§ **Work order 1**
Using the Israel travel text, decide whether each statement agrees with it: (a) the Banias Waterfall walking trail is marked in blue; (b) the writer visited every place on the list in person; (c) the Rosh Hanikra cliffs are made of hard granite. Answer yes or no for each and quote the deciding words.
§ **Work order 2**
Reproduce the Israel travel text from "My post about" up to and including "to your list!".
Supplied text: Begin
My post about my Israel Budget did so well that I had to come back and give you my other favorite kind of post to write: Best Things to do in Israel besides the main tourist draw (Jerusalem in this case!). I always think it’s really important to remember that there are more Israel attractions than the Holy City (but of course, it’s still important to go there).
I wasn’t able to get to all of these places because of time, so I asked some fellow bloggers to help me out with the places I wasn’t able to go myself! I hope this inspires some of these best things to do in Israel to be added to your list!
1. Banias Stream and Waterfall
It may come as a surprise, but north Israel is full of green landscapes, natural springs, and waterfalls. One of the best places to visit in this incredible area is the Banias Nature Reserve (“Nahal Hermon Reserve” in Hebrew) in the Golan Heights.
The name Banias comes from the Greek god Pan. The Greeks who had started to populate the area, have built a shrine for Pan, and later on, their founded city was called Panias. Years later, the name was changed to Banias due to the locals’ pronunciation.
After arriving at the reserve, take the Banias Waterfall walking trail. It is an almost 2-mile linear path marked in blue that starts at the Banias Springs. Besides the flowing Banias Stream passing along the trail, you’ll also see an old flour mill, a natural spring, and typical local flora. At the end of your hike, you’ll get to a crossroads: the right trail leads to the mesmerizing Banias Waterfall, and the left one leads to The Hanging Trail which is a short, accessible path that allows you to walk very close to the rushing stream. I recommend visiting both the waterfall and The Hanging Trail, as they both provide stunning views.
If you like history and archeology, there is a stairway path also starting at the Banias Springs, leading to the Shrine and Cave of Pan where you can see the shrine’s remains.
Practical information: All the details about getting to the reserve, opening hours and prices, can be found on the Israeli Nature and Parks website.
Thanks to Or Amir of My Path in the World!
2. Mount Bental/Tal Al-Gharam
Mount Bental is actually not even a mountain but a volcano! It’s located in the north of Israel in the lush Golan Heights. It offers sweeping views of both Israel and Syria. Because of its close proximity to the border, there are actually both Syrian and Israeli strongholds on top. Well, the Israeli one is built on top of an older Syrian one, anyway.
3. Rosh Hanikra Grottoes
The Rosh Hanikra Grottoes are pretty far north, right on the border between Israel and Lebanon. The cliffs are made from soft chalk, so years and years have eroded the soft material into the beautiful caves and tunnels that they are today.
Supplied text: End
Available data: Begin
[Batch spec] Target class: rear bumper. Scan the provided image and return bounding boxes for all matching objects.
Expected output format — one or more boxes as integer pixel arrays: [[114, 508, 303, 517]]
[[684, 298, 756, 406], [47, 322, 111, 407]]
Available data: End
§ **Answer section 1**
(a) Yes: "It is an almost 2-mile linear path marked in blue that starts at the Banias Springs."
(b) No: "I wasn’t able to get to all of these places because of time"
(c) No: "The cliffs are made from soft chalk"

§ **Answer section 2**
My post about my Israel Budget did so well that I had to come back and give you my other favorite kind of post to write: Best Things to do in Israel besides the main tourist draw (Jerusalem in this case!). I always think it’s really important to remember that there are more Israel attractions than the Holy City (but of course, it’s still important to go there).
I wasn’t able to get to all of these places because of time, so I asked some fellow bloggers to help me out with the places I wasn’t able to go myself! I hope this inspires some of these best things to do in Israel to be added to your list!